### WRITTEN PROBLEM
Carry over every line in the stretch of the listing below from the line containing "the decorative finial" through the end of the listing, adding 119 to each coordinate and leaving all other text unchanged.

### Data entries
=-=-=

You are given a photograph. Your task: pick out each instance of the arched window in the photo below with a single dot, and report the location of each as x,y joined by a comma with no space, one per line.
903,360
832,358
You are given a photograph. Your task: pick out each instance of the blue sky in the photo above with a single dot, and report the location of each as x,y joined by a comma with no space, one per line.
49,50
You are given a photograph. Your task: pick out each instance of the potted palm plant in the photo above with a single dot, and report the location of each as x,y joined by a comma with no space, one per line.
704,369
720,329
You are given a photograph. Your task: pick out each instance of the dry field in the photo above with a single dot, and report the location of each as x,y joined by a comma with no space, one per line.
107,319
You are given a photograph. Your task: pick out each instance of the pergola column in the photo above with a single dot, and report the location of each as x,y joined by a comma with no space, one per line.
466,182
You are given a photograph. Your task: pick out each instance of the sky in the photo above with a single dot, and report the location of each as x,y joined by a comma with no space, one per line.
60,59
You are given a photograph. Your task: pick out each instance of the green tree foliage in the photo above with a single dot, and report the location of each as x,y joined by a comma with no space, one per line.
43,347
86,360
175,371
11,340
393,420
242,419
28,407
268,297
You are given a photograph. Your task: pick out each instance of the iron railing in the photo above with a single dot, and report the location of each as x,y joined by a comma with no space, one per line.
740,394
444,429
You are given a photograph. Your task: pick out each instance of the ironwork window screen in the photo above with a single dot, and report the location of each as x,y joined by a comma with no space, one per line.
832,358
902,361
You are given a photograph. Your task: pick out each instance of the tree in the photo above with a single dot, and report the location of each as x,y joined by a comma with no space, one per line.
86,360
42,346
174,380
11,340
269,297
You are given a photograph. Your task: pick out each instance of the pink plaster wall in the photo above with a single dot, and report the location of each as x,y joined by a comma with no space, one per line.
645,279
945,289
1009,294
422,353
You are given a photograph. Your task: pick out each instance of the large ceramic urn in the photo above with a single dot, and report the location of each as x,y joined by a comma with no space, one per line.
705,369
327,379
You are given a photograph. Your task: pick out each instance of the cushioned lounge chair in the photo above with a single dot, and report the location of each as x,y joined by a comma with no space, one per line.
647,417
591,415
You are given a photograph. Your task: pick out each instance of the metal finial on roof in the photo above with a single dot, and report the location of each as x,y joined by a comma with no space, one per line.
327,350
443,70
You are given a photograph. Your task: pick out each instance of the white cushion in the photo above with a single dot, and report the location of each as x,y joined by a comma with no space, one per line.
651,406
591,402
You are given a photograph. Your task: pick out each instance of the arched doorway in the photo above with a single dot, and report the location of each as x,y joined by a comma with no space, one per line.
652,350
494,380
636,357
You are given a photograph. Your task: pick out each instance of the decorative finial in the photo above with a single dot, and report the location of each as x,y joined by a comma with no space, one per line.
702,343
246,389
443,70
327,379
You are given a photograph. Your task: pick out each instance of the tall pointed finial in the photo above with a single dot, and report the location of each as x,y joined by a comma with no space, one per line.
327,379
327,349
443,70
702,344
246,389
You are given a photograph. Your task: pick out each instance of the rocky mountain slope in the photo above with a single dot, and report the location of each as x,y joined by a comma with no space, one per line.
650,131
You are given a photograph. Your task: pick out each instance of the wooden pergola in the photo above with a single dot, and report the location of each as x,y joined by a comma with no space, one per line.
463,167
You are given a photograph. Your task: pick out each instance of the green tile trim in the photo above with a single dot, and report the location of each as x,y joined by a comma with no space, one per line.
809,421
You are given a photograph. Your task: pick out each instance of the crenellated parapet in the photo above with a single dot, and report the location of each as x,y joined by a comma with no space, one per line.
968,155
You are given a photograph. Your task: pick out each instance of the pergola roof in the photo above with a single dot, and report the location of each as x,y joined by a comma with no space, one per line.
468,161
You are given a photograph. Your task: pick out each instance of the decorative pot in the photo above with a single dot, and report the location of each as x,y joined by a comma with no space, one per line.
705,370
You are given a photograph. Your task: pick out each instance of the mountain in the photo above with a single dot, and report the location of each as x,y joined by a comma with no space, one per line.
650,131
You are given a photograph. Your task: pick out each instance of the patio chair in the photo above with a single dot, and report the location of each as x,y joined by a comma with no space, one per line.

=-=-=

### ANSWER BELOW
You are given a photograph. Your task: pick out each instance of the decorative finial in the photo above with a single dot, and report the location of each as x,y joined by a comma with no space, one per line.
821,462
365,508
562,189
446,498
You are given a photograph. Your task: pick out each instance of the tall pointed finial in the photo above with a single dot, and report the location of each as x,y joined by a comma with no space, one per line.
446,498
446,468
562,189
821,463
365,508
You are given a photograph. Your task: pick out each instance of the rocky mountain slope in the photo above with a single dot, and report the location of each as x,y joined by a comma with no space, one per line.
769,250
You are given a photograph. Your task: pick out each instance of the wooden pergola in the photo above with a single dot, and report the location of each as x,y joined by a comma with no space, one per line.
582,286
You are given a photograph. Your task: pick out each instance of the green tile trim in the photo above with a single dot, and report the location of each as x,y joined by a comma with no space, one per line.
928,540
You are given a photograph. Your task: pick out each instance of the crenellated parapet in the photo above with a single dot, and report the location of each as x,y joined by a comma with no space, one per line.
1087,274
You are given a photograph. Your task: pick out each instance of the pergola roof in the photo above with a single dot, and report the location of each as x,y joined by a comma with no space, one per line.
587,280
You are given a photograph. Your task: pick out each instance of the decorative pot in the photo above with a single dot, and report the location of each as x,y joined by a comma with no space, one per line.
824,489
You are given a photograph. Your task: pick out each instance of the mountain in the photo above with a single dot, and report the location of each as x,y joined by a comma with no space, one per line.
769,250
You are given a photograph. Your task: pick out each instance of the patio chair in the photo above with a single dot, and report the location of each as x,y joined by a comma with no space, one per line.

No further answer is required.